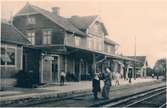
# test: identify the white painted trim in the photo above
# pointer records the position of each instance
(41, 73)
(87, 30)
(15, 48)
(58, 75)
(21, 65)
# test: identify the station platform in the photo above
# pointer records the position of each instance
(55, 90)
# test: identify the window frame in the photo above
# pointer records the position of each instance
(46, 42)
(6, 46)
(77, 41)
(31, 20)
(31, 37)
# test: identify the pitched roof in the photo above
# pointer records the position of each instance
(141, 60)
(82, 22)
(109, 41)
(62, 22)
(10, 34)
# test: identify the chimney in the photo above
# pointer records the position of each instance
(56, 10)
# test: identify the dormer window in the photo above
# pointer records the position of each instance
(31, 37)
(47, 35)
(31, 20)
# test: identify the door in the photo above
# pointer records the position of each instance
(47, 74)
(55, 69)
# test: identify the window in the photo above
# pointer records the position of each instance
(77, 41)
(90, 43)
(7, 56)
(98, 44)
(31, 20)
(31, 37)
(108, 48)
(47, 34)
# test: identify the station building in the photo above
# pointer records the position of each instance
(78, 45)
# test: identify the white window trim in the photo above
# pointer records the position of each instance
(10, 46)
(46, 30)
(31, 36)
(79, 41)
(30, 21)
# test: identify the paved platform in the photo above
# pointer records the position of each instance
(16, 94)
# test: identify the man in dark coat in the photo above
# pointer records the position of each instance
(107, 83)
(130, 75)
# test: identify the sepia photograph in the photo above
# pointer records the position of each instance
(83, 53)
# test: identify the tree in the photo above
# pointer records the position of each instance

Short task —
Transcribe the part of the entries above that opens with the line containing "# test: identify the pitched" and closes with the final line of the entries, both included, reproducing each line character for character.

Exercise answer —
# test: identify the pitched roof in the photo above
# pointer records the position of each instance
(141, 60)
(82, 22)
(109, 41)
(62, 22)
(10, 34)
# test: identify the chimney in the photo above
# pointer records the position of each instance
(56, 10)
# test: identify the dormer window in the photo above
# pointer records the position of each instance
(31, 37)
(47, 35)
(31, 20)
# test: identify the door in the photo above
# pointer records the position of each instance
(47, 74)
(55, 69)
# test: identify the window in the photo above
# pointer records the position of each instance
(77, 41)
(90, 43)
(7, 56)
(98, 44)
(31, 20)
(31, 37)
(108, 48)
(47, 34)
# test: identify the station building in the photo above
# pointer records the position of each instance
(78, 45)
# test: identify the white window trim in the photo above
# pointer records the position of each instance
(10, 46)
(46, 30)
(31, 36)
(79, 41)
(30, 21)
# test: identify the paved platform in the photo above
# pointer records the position of each instance
(16, 94)
# test: identify the man in dark coat in the photo above
# pointer records the position of each instance
(107, 83)
(130, 75)
# test: identify the sepia photograph in the photo above
# pointer records the position of each instance
(83, 53)
# test: identify the tree in the photo above
# pointer records the position of each instance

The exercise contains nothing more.